### Input material
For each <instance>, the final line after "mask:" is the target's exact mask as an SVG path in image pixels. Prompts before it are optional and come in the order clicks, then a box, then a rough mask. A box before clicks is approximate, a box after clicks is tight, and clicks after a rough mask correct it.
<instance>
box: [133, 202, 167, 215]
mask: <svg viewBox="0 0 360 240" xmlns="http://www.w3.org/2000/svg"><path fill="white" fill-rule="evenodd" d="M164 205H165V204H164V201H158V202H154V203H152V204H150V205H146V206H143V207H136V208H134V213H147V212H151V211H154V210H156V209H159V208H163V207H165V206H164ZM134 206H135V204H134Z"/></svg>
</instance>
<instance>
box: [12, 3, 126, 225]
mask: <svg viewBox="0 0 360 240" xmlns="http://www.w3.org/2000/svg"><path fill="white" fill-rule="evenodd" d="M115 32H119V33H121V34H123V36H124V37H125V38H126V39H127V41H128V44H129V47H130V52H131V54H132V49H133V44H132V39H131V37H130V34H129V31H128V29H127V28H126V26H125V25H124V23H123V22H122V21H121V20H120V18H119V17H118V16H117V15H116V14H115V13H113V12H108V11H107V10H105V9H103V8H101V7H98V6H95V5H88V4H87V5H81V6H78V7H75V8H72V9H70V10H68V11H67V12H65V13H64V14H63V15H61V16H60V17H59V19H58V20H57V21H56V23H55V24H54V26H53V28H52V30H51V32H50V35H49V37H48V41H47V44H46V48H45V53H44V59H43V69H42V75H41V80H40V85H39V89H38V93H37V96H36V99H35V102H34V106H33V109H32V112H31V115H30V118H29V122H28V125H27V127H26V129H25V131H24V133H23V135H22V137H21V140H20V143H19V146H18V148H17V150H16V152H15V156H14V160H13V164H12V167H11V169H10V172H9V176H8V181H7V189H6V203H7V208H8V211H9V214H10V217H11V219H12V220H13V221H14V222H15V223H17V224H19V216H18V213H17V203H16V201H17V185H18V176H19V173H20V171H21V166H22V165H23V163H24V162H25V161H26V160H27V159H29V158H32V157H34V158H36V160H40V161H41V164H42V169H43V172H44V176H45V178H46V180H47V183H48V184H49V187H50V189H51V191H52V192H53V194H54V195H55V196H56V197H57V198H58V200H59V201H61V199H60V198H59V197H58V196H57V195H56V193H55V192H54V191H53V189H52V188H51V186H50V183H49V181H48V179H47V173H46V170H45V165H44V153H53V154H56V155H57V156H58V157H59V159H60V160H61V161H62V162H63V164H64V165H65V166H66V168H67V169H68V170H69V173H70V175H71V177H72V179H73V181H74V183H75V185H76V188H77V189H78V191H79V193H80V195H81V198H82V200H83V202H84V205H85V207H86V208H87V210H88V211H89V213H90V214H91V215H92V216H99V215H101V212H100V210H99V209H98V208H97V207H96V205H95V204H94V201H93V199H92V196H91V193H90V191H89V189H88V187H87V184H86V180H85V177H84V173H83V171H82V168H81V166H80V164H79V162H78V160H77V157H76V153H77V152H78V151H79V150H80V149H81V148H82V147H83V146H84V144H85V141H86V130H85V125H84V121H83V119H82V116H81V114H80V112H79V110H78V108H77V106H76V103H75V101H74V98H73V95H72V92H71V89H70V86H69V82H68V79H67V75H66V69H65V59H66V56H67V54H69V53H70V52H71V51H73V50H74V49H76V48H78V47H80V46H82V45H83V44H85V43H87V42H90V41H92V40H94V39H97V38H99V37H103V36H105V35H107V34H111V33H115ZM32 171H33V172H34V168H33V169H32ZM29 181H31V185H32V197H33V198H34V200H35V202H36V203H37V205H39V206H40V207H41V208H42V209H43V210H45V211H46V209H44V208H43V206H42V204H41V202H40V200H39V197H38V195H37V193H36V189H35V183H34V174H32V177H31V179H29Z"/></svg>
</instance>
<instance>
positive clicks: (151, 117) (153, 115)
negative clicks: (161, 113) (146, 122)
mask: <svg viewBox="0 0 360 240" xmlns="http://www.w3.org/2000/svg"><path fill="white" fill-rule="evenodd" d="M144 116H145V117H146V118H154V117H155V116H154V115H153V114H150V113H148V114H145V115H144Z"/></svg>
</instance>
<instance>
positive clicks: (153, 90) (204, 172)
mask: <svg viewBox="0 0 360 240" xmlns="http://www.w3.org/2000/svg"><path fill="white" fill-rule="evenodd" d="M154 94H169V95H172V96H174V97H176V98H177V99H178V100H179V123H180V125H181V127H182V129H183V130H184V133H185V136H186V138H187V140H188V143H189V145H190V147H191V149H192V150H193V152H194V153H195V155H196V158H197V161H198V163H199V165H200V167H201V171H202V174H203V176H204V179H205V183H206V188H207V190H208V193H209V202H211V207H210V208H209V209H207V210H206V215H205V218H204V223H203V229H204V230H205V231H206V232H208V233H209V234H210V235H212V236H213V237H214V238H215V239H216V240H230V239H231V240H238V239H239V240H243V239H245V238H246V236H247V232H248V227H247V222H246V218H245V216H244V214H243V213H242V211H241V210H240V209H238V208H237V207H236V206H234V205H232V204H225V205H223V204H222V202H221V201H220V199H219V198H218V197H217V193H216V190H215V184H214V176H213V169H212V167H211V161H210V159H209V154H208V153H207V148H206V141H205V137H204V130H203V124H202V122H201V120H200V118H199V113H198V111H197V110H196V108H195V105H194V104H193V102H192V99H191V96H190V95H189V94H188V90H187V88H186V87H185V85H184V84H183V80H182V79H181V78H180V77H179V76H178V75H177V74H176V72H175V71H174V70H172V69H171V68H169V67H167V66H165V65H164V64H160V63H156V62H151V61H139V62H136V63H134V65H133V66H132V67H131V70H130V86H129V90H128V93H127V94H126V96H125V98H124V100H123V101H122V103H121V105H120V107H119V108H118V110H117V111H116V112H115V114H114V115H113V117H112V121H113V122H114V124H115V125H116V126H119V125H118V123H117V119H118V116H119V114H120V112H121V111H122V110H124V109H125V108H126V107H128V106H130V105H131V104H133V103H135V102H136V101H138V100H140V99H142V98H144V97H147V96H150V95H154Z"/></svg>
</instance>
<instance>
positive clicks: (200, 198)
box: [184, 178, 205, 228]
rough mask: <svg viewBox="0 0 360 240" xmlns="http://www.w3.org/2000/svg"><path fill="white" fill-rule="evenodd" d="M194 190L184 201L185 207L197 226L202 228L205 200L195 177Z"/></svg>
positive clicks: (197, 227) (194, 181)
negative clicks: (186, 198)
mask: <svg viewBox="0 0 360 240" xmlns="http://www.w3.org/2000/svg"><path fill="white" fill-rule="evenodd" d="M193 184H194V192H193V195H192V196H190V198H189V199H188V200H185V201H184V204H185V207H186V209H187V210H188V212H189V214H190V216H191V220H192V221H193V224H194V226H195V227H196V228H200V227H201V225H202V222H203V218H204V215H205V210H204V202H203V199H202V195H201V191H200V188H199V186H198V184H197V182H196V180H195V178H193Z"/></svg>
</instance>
######
**Work required**
All of the entries above need to be printed again exactly.

**Task output**
For each <instance>, the final line after "mask:" is the target's exact mask as an SVG path in image pixels. Prompts before it are optional and come in the order clicks, then a box, then a rough mask. A box before clicks is approximate, a box after clicks is tight, and clicks after a rough mask correct it.
<instance>
box: [133, 202, 167, 215]
mask: <svg viewBox="0 0 360 240" xmlns="http://www.w3.org/2000/svg"><path fill="white" fill-rule="evenodd" d="M164 205H165V204H164V201H158V202H154V203H152V204H150V205H146V206H143V207H136V208H134V213H147V212H151V211H154V210H156V209H159V208H163V207H165V206H164ZM134 206H135V204H134Z"/></svg>
</instance>
<instance>
box: [12, 3, 126, 225]
mask: <svg viewBox="0 0 360 240" xmlns="http://www.w3.org/2000/svg"><path fill="white" fill-rule="evenodd" d="M115 32H119V33H121V34H123V36H124V37H125V38H126V39H127V41H128V44H129V47H130V52H131V54H132V49H133V44H132V39H131V37H130V34H129V31H128V29H127V28H126V26H125V25H124V23H123V22H122V21H121V20H120V18H119V17H118V16H117V15H116V14H115V13H113V12H108V11H107V10H105V9H103V8H101V7H98V6H95V5H88V4H87V5H81V6H78V7H75V8H72V9H70V10H68V11H67V12H65V13H64V14H63V15H61V16H60V17H59V19H58V20H57V21H56V23H55V24H54V26H53V28H52V30H51V32H50V35H49V37H48V41H47V44H46V48H45V53H44V59H43V69H42V75H41V80H40V85H39V89H38V93H37V96H36V99H35V102H34V106H33V109H32V112H31V115H30V118H29V122H28V125H27V127H26V129H25V131H24V133H23V135H22V137H21V140H20V143H19V146H18V148H17V150H16V152H15V156H14V160H13V164H12V167H11V169H10V172H9V176H8V181H7V189H6V203H7V208H8V211H9V214H10V217H11V219H12V220H13V221H14V222H15V223H17V224H19V216H18V213H17V203H16V201H17V185H18V176H19V173H20V171H21V166H22V165H23V163H24V162H25V161H26V160H27V159H29V158H32V157H34V158H36V160H40V161H41V164H42V169H43V172H44V176H45V178H46V180H47V183H48V184H49V187H50V189H51V191H52V192H53V194H54V195H55V196H56V197H57V198H58V200H59V201H61V199H60V198H59V197H58V196H57V195H56V193H55V192H54V191H53V189H52V188H51V186H50V183H49V181H48V179H47V173H46V170H45V165H44V153H53V154H56V155H57V156H58V157H59V159H60V160H61V161H62V162H63V164H64V165H65V166H66V168H67V169H68V170H69V173H70V175H71V177H72V179H73V181H74V183H75V185H76V188H77V189H78V191H79V193H80V195H81V198H82V200H83V202H84V205H85V207H86V208H87V210H88V211H89V213H90V214H91V215H92V216H99V215H101V212H100V210H99V209H98V208H97V207H96V205H95V204H94V201H93V199H92V196H91V193H90V191H89V189H88V187H87V184H86V180H85V177H84V173H83V171H82V168H81V166H80V164H79V162H78V160H77V157H76V153H77V152H78V151H79V150H80V149H81V148H82V147H83V146H84V144H85V141H86V130H85V125H84V121H83V119H82V116H81V114H80V112H79V110H78V108H77V106H76V103H75V101H74V98H73V95H72V92H71V89H70V86H69V82H68V79H67V75H66V69H65V59H66V56H67V54H69V53H70V52H71V51H73V50H74V49H76V48H78V47H80V46H82V45H83V44H85V43H87V42H90V41H92V40H94V39H97V38H99V37H103V36H105V35H107V34H111V33H115ZM32 171H33V172H34V168H33V169H32ZM29 181H31V185H32V197H33V198H34V200H35V202H36V203H37V205H39V206H40V207H41V208H42V209H43V210H45V211H46V209H44V208H43V206H42V204H41V202H40V200H39V197H38V195H37V193H36V189H35V183H34V174H32V177H31V179H29Z"/></svg>
</instance>
<instance>
positive clicks: (151, 117) (153, 115)
negative clicks: (161, 113) (146, 122)
mask: <svg viewBox="0 0 360 240" xmlns="http://www.w3.org/2000/svg"><path fill="white" fill-rule="evenodd" d="M144 116H145V117H146V118H154V117H155V116H154V115H153V114H150V113H148V114H145V115H144Z"/></svg>
</instance>
<instance>
positive clicks: (153, 90) (204, 172)
mask: <svg viewBox="0 0 360 240" xmlns="http://www.w3.org/2000/svg"><path fill="white" fill-rule="evenodd" d="M154 94H169V95H172V96H174V97H176V98H177V99H178V100H179V123H180V125H181V127H182V129H183V130H184V133H185V136H186V138H187V140H188V143H189V145H190V147H191V149H192V150H193V152H194V153H195V155H196V158H197V161H198V163H199V165H200V167H201V171H202V174H203V176H204V179H205V183H206V188H207V190H208V193H209V202H211V207H210V208H209V209H207V210H206V215H205V218H204V223H203V229H204V230H205V231H206V232H208V233H209V234H210V235H212V236H213V237H214V238H215V239H216V240H230V239H231V240H238V239H239V240H243V239H245V238H246V236H247V232H248V227H247V222H246V218H245V216H244V214H243V213H242V211H241V210H240V209H238V208H237V207H236V206H234V205H232V204H225V205H223V204H222V202H221V201H220V199H219V198H218V197H217V193H216V190H215V184H214V176H213V169H212V167H211V161H210V159H209V154H208V153H207V148H206V141H205V137H204V130H203V124H202V122H201V120H200V118H199V113H198V111H197V110H196V108H195V105H194V104H193V102H192V99H191V96H190V95H189V94H188V90H187V88H186V87H185V85H184V84H183V80H182V79H181V78H180V77H179V76H178V75H177V74H176V72H175V71H174V70H172V69H171V68H169V67H167V66H165V65H164V64H160V63H156V62H151V61H139V62H136V63H134V65H133V66H132V67H131V70H130V86H129V90H128V93H127V94H126V96H125V98H124V100H123V101H122V103H121V105H120V107H119V108H118V110H117V111H116V112H115V114H114V115H113V117H112V121H113V122H114V124H115V125H116V126H119V125H118V123H117V119H118V116H119V114H120V112H121V111H122V110H124V109H125V108H126V107H128V106H130V105H131V104H133V103H135V102H136V101H138V100H140V99H142V98H144V97H147V96H150V95H154Z"/></svg>
</instance>
<instance>
positive clicks: (200, 198)
box: [184, 178, 205, 228]
rough mask: <svg viewBox="0 0 360 240" xmlns="http://www.w3.org/2000/svg"><path fill="white" fill-rule="evenodd" d="M194 190L184 201L185 207L197 226L202 228L205 200L195 177Z"/></svg>
positive clicks: (197, 227) (194, 181)
negative clicks: (186, 198)
mask: <svg viewBox="0 0 360 240" xmlns="http://www.w3.org/2000/svg"><path fill="white" fill-rule="evenodd" d="M193 184H194V192H193V195H192V196H190V198H189V199H188V200H185V201H184V204H185V207H186V209H187V210H188V212H189V214H190V216H191V220H192V221H193V224H194V226H195V227H196V228H200V227H201V225H202V222H203V218H204V215H205V210H204V202H203V199H202V195H201V191H200V188H199V186H198V184H197V182H196V180H195V178H193Z"/></svg>
</instance>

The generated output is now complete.